INPUT:
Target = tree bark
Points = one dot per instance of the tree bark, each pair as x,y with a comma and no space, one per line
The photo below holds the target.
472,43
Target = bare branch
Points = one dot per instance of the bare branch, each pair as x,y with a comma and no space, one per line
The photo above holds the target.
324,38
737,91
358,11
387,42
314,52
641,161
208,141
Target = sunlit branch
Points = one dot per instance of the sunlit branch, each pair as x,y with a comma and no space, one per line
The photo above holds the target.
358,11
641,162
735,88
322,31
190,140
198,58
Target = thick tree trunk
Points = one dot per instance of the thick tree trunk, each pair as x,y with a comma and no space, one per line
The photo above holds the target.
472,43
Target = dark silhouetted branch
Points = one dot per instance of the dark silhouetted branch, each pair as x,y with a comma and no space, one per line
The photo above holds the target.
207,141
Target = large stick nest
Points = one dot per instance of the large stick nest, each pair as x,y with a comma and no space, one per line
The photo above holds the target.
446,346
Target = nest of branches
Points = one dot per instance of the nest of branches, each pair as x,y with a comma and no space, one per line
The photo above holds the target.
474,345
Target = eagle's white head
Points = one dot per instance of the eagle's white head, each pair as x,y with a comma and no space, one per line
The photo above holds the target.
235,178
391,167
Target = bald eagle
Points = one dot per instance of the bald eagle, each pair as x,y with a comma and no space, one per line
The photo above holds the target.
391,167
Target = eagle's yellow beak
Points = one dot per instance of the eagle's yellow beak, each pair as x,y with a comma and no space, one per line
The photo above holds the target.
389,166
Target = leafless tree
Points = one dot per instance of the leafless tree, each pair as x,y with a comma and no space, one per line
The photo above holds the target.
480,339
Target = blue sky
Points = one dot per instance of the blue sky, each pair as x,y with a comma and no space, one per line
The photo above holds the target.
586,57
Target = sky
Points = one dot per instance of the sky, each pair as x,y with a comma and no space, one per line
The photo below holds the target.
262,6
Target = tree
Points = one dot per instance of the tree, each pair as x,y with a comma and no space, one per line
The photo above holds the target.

BRIEF: Quote the lines of the listing above that run from the line with "Target = sunlit branch" through its last line, both included, and nothing else.

ANSWER TO THE TASK:
Target = sunlit branch
Points = one dot per instance of the sunlit branch, each pair as x,y with a comma and no space, one per line
The photo above holds the target.
358,11
641,162
735,88
322,31
190,140
198,58
Target = thick tree trunk
Points = one dot per instance of the thick tree trunk, each pair as x,y with a comma and no space, one per line
The photo above holds the target.
472,43
Target = dark silhouetted branch
Points = one dot per instance of the dark silhouetted branch, each pair as x,y with a comma and no space, one per line
The photo above holds the target.
207,141
Target = large stick nest
Points = one dot per instance of the large stick nest, each pair as x,y with a comma and no space, one per line
The photo above holds the target.
446,346
Target = nest of branches
Points = one dot per instance of the nest of branches, each pair as x,y with a comma and no space, one per line
The photo above holds the target.
474,345
Target = eagle's white head
Points = one dot per instance of the eagle's white head, each pair as x,y with a comma and no space, one per line
The photo above holds the target.
235,178
391,167
Target = bald eagle
Points = one dot per instance of the bald eagle, each pair as x,y with a comma and no space, one per line
The photo above holds the target.
391,167
Target = eagle's yellow beak
Points = one dot per instance of the eagle's yellow beak, each pair as x,y with a comma and no space, one per line
The photo above holds the target.
389,166
Target = leafless tree
Points = one dot per instance of the leafless tree, each pair as x,y with a comma and no space, one per line
The photo above holds the target.
480,339
Target = blue sky
Points = one dot per instance of the blue sky, each pair as x,y with a comma and no space, one per line
The photo above holds the target.
586,57
Target = sky
Points = one dot per instance of the sky, each pair as x,y with a comma and no space, one per line
The photo below holds the target.
262,6
Target = tree
Points = one dot per instance of the tree, each pair as x,y with a comma and no space, one per line
The photo above holds the target.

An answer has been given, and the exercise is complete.